TEXTE DE LA PAGE ▸
==========

Réalisateur de l’original Soldat Roméo, Alan Brown nous entraîne avec 5 danses (5 dances en VO) dans les coulisses d’une petite troupe, dans le quartier de Soho à New York. Si l’on perçoit bien la dureté de l’entraînement, l’extrême rigueur exigée par les répétitions, les personnages ne se plaignent jamais, passent leur temps à perfectionner leurs pas, à tenter d’atteindre une forme de grâce. Comme le titre du long-métrage pouvait le laisser présager, 5 passages dansés jalonnent l’itinéraire de Chip. Des morceaux de Scott Matthew, Gem Club ou Perfume Genius (liste des musiques ici) ornent magnifiquement les chorégraphies, semblant à la fois simples et sublimes. La majeure partie du film se déroule dans la salle d’entraînement, l’atelier, où chacun apprend, utilise, crée. Les répétitions se font obsédantes et le mystère plane. Le montage est volontairement haché, traduisant l’intensité d’une vie réglée par la passion de la danse, qui permet peu d’écarts, qui n’offre que des bribes de temps libre, de vie.

==========

CONSIGNE ▸ Pour chacune des affirmations suivantes, indiquez par oui ou par non si elle concorde avec la critique du film 5 danses, en citant textuellement les mots du texte qui tranchent. 1. La plus grande partie du film se passe dans la salle d'entraînement. 2. Les personnages se plaignent souvent de la dureté des répétitions. 3. Le montage du film est fluide et continu. Les lignes ci-après n'ont aucun rapport avec ce texte.

DONNÉES FOURNIES ▸

==========

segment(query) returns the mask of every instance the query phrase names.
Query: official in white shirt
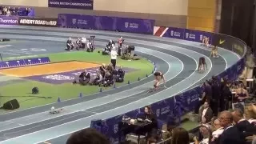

==========

CORRIGÉ ▸
1. Oui : « La majeure partie du film se déroule dans la salle d’entraînement ».
2. Non : « les personnages ne se plaignent jamais ».
3. Non : « Le montage est volontairement haché ».